- **Problem description**: Repeat the whole listing exactly.

- **Records shown**:

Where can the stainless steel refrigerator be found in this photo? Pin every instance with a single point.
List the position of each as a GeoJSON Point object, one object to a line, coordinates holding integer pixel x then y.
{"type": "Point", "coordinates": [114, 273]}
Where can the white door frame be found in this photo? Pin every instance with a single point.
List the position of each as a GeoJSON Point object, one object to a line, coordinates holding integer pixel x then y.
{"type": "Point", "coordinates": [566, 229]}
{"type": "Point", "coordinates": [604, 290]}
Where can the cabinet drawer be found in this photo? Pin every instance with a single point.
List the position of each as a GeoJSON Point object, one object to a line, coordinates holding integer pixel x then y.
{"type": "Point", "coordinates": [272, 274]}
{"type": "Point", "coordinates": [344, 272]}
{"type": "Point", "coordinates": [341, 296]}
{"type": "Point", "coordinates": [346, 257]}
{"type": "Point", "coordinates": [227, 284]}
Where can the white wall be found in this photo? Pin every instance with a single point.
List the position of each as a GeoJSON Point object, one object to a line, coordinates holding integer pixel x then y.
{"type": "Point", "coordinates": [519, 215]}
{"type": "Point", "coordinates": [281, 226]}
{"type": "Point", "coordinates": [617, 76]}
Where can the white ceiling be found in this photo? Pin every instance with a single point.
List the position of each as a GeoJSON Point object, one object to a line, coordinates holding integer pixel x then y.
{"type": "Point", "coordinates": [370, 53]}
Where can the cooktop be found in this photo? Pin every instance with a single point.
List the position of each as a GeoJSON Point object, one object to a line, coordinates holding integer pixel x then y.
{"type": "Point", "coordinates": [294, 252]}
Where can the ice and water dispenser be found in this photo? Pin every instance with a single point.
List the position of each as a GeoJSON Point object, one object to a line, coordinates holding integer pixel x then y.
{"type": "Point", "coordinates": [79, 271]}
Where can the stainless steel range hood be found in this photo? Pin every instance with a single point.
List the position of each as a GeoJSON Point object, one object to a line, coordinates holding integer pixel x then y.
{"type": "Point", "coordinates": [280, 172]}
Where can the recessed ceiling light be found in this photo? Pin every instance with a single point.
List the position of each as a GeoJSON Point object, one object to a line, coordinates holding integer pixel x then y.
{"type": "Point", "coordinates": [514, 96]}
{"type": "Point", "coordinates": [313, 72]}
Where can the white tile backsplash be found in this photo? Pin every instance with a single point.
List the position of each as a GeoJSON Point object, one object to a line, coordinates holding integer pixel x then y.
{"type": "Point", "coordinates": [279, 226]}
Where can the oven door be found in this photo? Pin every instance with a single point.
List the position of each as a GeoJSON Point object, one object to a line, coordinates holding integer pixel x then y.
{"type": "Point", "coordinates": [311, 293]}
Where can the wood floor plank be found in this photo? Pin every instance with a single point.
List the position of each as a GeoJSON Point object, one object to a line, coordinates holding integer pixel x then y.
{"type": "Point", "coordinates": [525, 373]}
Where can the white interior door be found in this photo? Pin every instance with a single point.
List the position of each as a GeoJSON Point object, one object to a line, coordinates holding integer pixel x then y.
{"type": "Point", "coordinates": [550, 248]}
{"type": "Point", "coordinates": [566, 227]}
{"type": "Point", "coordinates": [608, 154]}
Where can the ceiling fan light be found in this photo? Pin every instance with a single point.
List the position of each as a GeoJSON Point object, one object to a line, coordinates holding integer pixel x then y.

- **The response**:
Where can the stainless steel refrigerator be found in this photo? Pin every instance with a single point.
List the position of each as a GeoJSON Point object, one object to a line, coordinates holding integer pixel x then y.
{"type": "Point", "coordinates": [114, 273]}
Where can the white door frame be found in this photo? Pin every instance with a single point.
List the position of each as a GeoJSON Point object, one object to a line, coordinates holding integer pixel x then y.
{"type": "Point", "coordinates": [566, 229]}
{"type": "Point", "coordinates": [604, 290]}
Where can the cabinet drawer be found in this photo? Pin every instance with a single point.
List the position of each as a GeoJSON Point object, one object to a line, coordinates holding integer pixel x then y.
{"type": "Point", "coordinates": [272, 274]}
{"type": "Point", "coordinates": [344, 272]}
{"type": "Point", "coordinates": [341, 296]}
{"type": "Point", "coordinates": [346, 257]}
{"type": "Point", "coordinates": [227, 284]}
Where can the white wall be found in this photo? Pin every instance with a single point.
List the position of each as a GeoJSON Point object, one object to a line, coordinates holding integer pixel x then y.
{"type": "Point", "coordinates": [519, 215]}
{"type": "Point", "coordinates": [281, 226]}
{"type": "Point", "coordinates": [617, 76]}
Where can the white ceiling be found in this photo? Pin every instance with a single point.
List the position of each as a GeoJSON Point object, one object to a line, coordinates holding integer pixel x then y.
{"type": "Point", "coordinates": [370, 53]}
Where can the cooktop be found in this photo? Pin every instance with a single point.
List the position of each as a GeoJSON Point object, one object to a line, coordinates holding integer pixel x then y.
{"type": "Point", "coordinates": [294, 252]}
Where can the ice and water dispenser be found in this photo? Pin every instance with a single point.
List the position of each as a GeoJSON Point object, one object to a line, coordinates holding integer pixel x then y.
{"type": "Point", "coordinates": [79, 271]}
Where can the stainless steel range hood be found in this photo? Pin every instance with a single point.
List the position of each as a GeoJSON Point object, one object to a line, coordinates holding integer pixel x then y.
{"type": "Point", "coordinates": [280, 172]}
Where can the recessed ceiling light be found in this photo? Pin every instance with a single point.
List the position of each as a GeoJSON Point object, one object to a line, coordinates holding integer pixel x then y.
{"type": "Point", "coordinates": [514, 96]}
{"type": "Point", "coordinates": [313, 72]}
Where can the white tile backsplash be found in this photo? Pin every instance with a single point.
List the position of each as a GeoJSON Point object, one object to a line, coordinates holding integer pixel x then y.
{"type": "Point", "coordinates": [279, 226]}
Where can the oven door be found in this photo? Pin every instance with a single point.
List the position of each as a GeoJSON Point object, one object to a line, coordinates holding integer pixel x then y.
{"type": "Point", "coordinates": [311, 293]}
Where can the wood floor plank be found in this photo? Pin every instance with a single point.
List the position of each as a GeoJSON Point object, one object to a line, coordinates holding integer pixel x then y.
{"type": "Point", "coordinates": [525, 373]}
Where can the white interior door be found in this photo? Pin every instance with a single point.
List the position of each as a GeoJSON Point object, one object to a line, coordinates holding integer pixel x then y.
{"type": "Point", "coordinates": [550, 248]}
{"type": "Point", "coordinates": [566, 227]}
{"type": "Point", "coordinates": [608, 154]}
Where can the ceiling fan light be found in this photo? Pin every instance with a single point.
List the position of each as a GeoJSON Point object, one object to a line, coordinates holding integer pixel x then y.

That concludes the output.